# DIY clear epoxy optics?



## snarfer (Oct 29, 2008)

I wonder if anyone has tried casting their own LED optics out of epoxy, such as this optical epoxy (pdf), which is advertised as 98% optically clear.


----------



## G1K (Oct 29, 2008)

Assuming you could get all the bubbles out of the epoxy (easy to do in a vacuum), your cast will only be as good as the mold used to make it. The casting is easy compared to getting a good mold.

Just something to think about.

Ryan


----------



## saabgoblin (Oct 30, 2008)

Hello Snarfer, is the contact info listed on the PDF a retail or wholesale contact? let me know if you find a good supplier because I want to start playing around with this idea as well. Pm me if you wish.


----------



## RocketTomato (Oct 30, 2008)

You might have problems with homogeneity which would affect how well the optic behaves.

Some of the Norland Optical UV curing adhesives/epoxies might work better though they are expensive.

It is probably easiest to get a glass optic near the shape/size that you want and grind it down and polish it. Amateur astronomers have been building custom optics for years for their telescopes and would be a good resource to check into.


----------



## saabgoblin (Oct 31, 2008)

For my purposes, I am looking at filling in gaps in the Peak Led 5mm lights with Glow in the dark powders or other colorants to reduce the side spill of these lights. I prefer the beam pattern of their older recessed leds as opposed to their newer offerings so I want to fill in these gaps to see what effects I can produce with the more efficient snow leds.


----------



## Oznog (Nov 1, 2008)

The external optics seem to be all acrylic.

Most general purpose adhesive/composite epoxies are either a yellowish tint, or will soon turn yellow when exposed to sunlight. Obviously since epoxy-cased LEDs were the standard for decades that other products are available- just not sure if they're easy to get.

**GOAL 1**
Answer these questions about the epoxy optics thread:
(a) How optically clear is the epoxy in the first post advertised to be?
(b) According to G1K, what is harder than the casting itself?
(c) What material does Oznog say the external optics seem to be made of?

Picture annotation records:
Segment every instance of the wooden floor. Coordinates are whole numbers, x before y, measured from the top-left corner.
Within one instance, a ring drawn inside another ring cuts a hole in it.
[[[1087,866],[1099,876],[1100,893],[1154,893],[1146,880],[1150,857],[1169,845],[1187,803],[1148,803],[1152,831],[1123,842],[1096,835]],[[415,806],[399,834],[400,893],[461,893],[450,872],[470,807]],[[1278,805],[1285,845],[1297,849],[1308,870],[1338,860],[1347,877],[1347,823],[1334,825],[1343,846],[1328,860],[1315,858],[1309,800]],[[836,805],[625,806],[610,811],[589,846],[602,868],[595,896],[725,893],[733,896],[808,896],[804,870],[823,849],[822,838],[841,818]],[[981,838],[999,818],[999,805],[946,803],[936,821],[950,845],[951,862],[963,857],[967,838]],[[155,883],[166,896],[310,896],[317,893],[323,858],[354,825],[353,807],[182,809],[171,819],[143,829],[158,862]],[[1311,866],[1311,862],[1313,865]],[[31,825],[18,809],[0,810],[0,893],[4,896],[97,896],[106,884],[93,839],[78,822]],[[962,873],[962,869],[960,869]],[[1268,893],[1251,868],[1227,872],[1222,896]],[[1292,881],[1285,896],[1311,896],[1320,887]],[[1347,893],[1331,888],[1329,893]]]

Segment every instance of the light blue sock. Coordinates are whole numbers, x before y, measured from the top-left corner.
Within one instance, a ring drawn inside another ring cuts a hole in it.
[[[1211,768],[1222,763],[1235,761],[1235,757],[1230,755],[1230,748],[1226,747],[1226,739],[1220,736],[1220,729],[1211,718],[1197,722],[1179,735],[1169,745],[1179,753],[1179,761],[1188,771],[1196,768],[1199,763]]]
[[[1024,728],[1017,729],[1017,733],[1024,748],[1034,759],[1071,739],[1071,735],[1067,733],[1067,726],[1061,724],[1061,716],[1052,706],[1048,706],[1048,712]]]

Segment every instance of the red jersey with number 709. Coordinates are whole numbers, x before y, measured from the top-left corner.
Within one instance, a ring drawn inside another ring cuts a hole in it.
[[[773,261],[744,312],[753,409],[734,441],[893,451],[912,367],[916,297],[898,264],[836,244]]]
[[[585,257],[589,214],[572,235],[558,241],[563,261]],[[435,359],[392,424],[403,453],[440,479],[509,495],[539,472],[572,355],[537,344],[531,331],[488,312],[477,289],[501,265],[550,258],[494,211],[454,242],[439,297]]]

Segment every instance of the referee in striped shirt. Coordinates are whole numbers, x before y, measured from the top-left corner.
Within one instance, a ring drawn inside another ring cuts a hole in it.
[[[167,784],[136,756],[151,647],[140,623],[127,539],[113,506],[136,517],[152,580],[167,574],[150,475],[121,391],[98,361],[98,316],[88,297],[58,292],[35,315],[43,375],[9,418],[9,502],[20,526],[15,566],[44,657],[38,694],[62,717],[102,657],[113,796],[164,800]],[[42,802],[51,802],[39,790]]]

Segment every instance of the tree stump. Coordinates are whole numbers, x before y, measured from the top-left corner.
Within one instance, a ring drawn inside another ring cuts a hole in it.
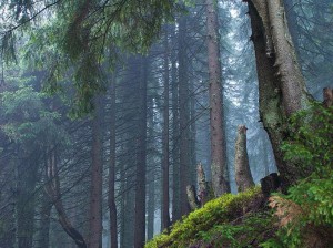
[[[191,210],[195,210],[196,208],[199,208],[200,204],[199,204],[199,200],[196,198],[194,185],[188,185],[186,194],[188,194],[188,200],[189,200],[189,205],[190,205]]]
[[[234,168],[235,182],[239,192],[244,192],[245,189],[254,186],[246,149],[246,126],[239,125],[235,143]]]
[[[269,197],[271,193],[278,192],[281,186],[281,178],[278,173],[271,173],[260,180],[261,190],[264,197]]]

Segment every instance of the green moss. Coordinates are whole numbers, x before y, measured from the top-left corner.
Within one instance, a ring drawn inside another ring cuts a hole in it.
[[[255,187],[244,193],[225,194],[176,221],[170,234],[163,232],[145,245],[145,248],[186,247],[203,238],[204,231],[226,224],[243,214],[249,203],[260,194]]]

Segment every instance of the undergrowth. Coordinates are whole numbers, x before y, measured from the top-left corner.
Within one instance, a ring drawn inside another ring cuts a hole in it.
[[[255,187],[205,204],[145,245],[160,247],[333,247],[333,106],[313,104],[292,116],[293,135],[283,144],[285,159],[303,179],[289,194],[270,197],[271,209],[253,207]],[[251,206],[252,205],[252,206]],[[273,209],[273,210],[272,210]]]
[[[198,240],[209,242],[223,224],[228,224],[242,216],[251,202],[260,195],[260,188],[255,187],[244,193],[225,194],[204,205],[204,207],[190,213],[181,221],[176,221],[170,234],[162,232],[145,245],[145,248],[157,247],[189,247]],[[236,231],[230,228],[230,231]]]

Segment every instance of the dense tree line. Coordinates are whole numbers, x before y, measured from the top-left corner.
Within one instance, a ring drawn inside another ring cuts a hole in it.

**GOAL 2**
Gather every line of the listing that contains the string "tree". Case counts.

**FINAL RESULT 1**
(a) 98% optically clear.
(b) Getting a good mold.
(c) Acrylic.

**FINAL RESULT 2**
Segment every instance of the tree stump. Coordinates are whole numbers, x before y, measured from the top-left corner.
Segment every instance of the dense tree line. Coordinates are whole numbers, x before y, measured from the top-left corner.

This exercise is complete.